* _ACTION ITEM_:
Each entry below is to be extracted exactly.

Data items:
*** Begin section ***

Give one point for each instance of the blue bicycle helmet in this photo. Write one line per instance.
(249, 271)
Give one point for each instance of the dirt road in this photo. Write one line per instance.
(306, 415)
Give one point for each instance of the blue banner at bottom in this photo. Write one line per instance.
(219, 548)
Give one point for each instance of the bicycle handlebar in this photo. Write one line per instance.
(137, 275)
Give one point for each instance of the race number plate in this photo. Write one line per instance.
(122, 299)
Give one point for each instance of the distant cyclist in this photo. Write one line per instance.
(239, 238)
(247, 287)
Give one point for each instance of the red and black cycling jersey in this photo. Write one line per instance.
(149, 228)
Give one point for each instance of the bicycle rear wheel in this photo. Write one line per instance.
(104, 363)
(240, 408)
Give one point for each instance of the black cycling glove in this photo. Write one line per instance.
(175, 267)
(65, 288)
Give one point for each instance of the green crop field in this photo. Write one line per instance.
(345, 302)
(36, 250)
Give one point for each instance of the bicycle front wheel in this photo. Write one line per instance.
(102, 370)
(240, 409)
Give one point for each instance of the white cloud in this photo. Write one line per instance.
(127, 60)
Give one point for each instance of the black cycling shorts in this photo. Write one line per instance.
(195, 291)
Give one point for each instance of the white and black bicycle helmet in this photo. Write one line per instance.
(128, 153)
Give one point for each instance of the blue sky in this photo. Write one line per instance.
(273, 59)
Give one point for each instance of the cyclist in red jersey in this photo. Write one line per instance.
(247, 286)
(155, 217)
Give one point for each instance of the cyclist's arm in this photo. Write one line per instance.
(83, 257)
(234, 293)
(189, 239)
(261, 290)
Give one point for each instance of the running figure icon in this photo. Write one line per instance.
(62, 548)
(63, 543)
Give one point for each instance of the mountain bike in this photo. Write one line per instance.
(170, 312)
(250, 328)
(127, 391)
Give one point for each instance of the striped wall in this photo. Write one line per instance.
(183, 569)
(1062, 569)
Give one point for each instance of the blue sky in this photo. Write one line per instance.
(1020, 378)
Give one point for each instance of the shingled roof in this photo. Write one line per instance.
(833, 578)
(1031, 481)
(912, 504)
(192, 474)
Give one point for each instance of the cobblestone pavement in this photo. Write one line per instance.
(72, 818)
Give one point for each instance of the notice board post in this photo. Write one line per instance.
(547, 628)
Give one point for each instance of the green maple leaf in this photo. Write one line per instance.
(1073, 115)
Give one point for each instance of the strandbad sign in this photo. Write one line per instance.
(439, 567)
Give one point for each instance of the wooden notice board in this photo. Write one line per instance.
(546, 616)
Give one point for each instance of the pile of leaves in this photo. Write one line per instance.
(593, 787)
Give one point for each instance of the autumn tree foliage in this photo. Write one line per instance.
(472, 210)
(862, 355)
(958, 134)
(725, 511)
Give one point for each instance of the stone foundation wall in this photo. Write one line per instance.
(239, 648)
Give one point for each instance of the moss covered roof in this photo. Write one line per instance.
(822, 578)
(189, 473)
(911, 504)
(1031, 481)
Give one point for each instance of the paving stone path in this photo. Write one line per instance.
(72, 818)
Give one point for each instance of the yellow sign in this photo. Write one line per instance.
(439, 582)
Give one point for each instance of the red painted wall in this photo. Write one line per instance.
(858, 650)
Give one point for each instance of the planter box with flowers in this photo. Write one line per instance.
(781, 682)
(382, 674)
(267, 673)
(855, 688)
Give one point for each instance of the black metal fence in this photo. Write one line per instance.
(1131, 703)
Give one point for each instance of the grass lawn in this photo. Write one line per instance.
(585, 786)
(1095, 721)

*** End section ***

* _EXERCISE RESULT_:
Give one point for each instance of the blue bicycle helmet in this photo. Write one line per instance.
(249, 271)
Give one point for each instance of the dirt road in this photo. Write one line per instance.
(306, 415)
Give one point for each instance of the blue banner at bottom in this photo. Write one line per instance.
(219, 548)
Give one point for each instance of the bicycle handlebar in this photo. Write one line per instance.
(137, 275)
Give one point for each instance of the race number plate in this photo. Write one line per instance.
(122, 299)
Give one point for each instance of the distant cyclist in this photo. Write one line per instance.
(239, 238)
(247, 287)
Give one point for each instance of the red and black cycling jersey in this photo. Write one line per instance.
(149, 228)
Give one point for each instance of the bicycle rear wheel in this photo. Write one line per instance.
(104, 363)
(240, 408)
Give one point for each instance of the black cycling glove in this photo. Write one line per instance.
(175, 267)
(65, 288)
Give one point for each instance of the green crop field in this photo. Write one line per instance.
(345, 302)
(36, 250)
Give one point for each instance of the bicycle front wheel in this photo. Write one line per instance.
(102, 370)
(240, 409)
Give one point for each instance of the white cloud in this photo. Write one line per instance.
(127, 60)
Give one point for each instance of the black cycling shorts in this photo. Write one line per instance.
(195, 291)
Give one point for each instance of the white and black bicycle helmet in this photo. Write one line per instance.
(128, 153)
Give one point for each instance of the blue sky in this photo. Write one line per instance.
(273, 59)
Give one point for each instance of the cyclist in red jersey in this photo. Write one line per instance.
(247, 286)
(155, 217)
Give one point for each instance of the cyclist's arm in this photo. Write one line per instance.
(83, 257)
(234, 293)
(189, 239)
(261, 290)
Give one point for each instance of the running figure icon in this photo. Write one line per instance.
(62, 548)
(63, 543)
Give one point for each instance of the mountain bike in this photo. Write one line per instance.
(170, 312)
(250, 328)
(127, 391)
Give one point for each instance of the striped wall in this photo. Write one line per instance.
(183, 569)
(1062, 569)
Give one point for each instance of the blue sky in this photo. Write one line per instance.
(1020, 378)
Give one point for each instance of the shingled roof in this photo. Write one line per instance.
(833, 578)
(1031, 481)
(912, 504)
(192, 474)
Give one point for each instance of the cobblestone pavement in this photo. Write one line per instance.
(72, 818)
Give one point for each instance of the notice board post in this photo. Write one line per instance.
(547, 628)
Give one point for each instance of the green maple leaf in this photo. Write one line per instance.
(1073, 115)
Give one point for each instance of the strandbad sign in this photo. Write one line per instance.
(439, 567)
Give one point for each instance of the wooden notice board in this photo. Write one line per instance.
(546, 616)
Give one point for each instance of the pile of leaves in this photo. Write one line per instance.
(593, 787)
Give one point for each instance of the autumn tree foliage in this photo. Write one line per instance.
(472, 210)
(862, 355)
(958, 134)
(725, 511)
Give one point for each instance of the stone foundation wall in this photo. Write one line per instance.
(239, 648)
Give one point for each instance of the moss covered roof in this photo. Write one line per instance.
(822, 578)
(189, 473)
(911, 504)
(1031, 481)
Give one point for each instance of the paving stone path in this photo. Write one line per instance.
(72, 818)
Give one point for each instance of the yellow sign in this photo. Write one line per instance.
(439, 582)
Give one point for each instance of the red painted wall in this photo. Write one line per instance.
(858, 650)
Give one point for each instance of the planter box with flowers in this photo. Write one line per instance.
(781, 682)
(382, 674)
(267, 673)
(855, 688)
Give one point for each instance of the black metal fence in this photo. Write one line per instance.
(1131, 703)
Give one point for each instance of the grass lawn in this photo. Write one line per instance.
(585, 786)
(1095, 721)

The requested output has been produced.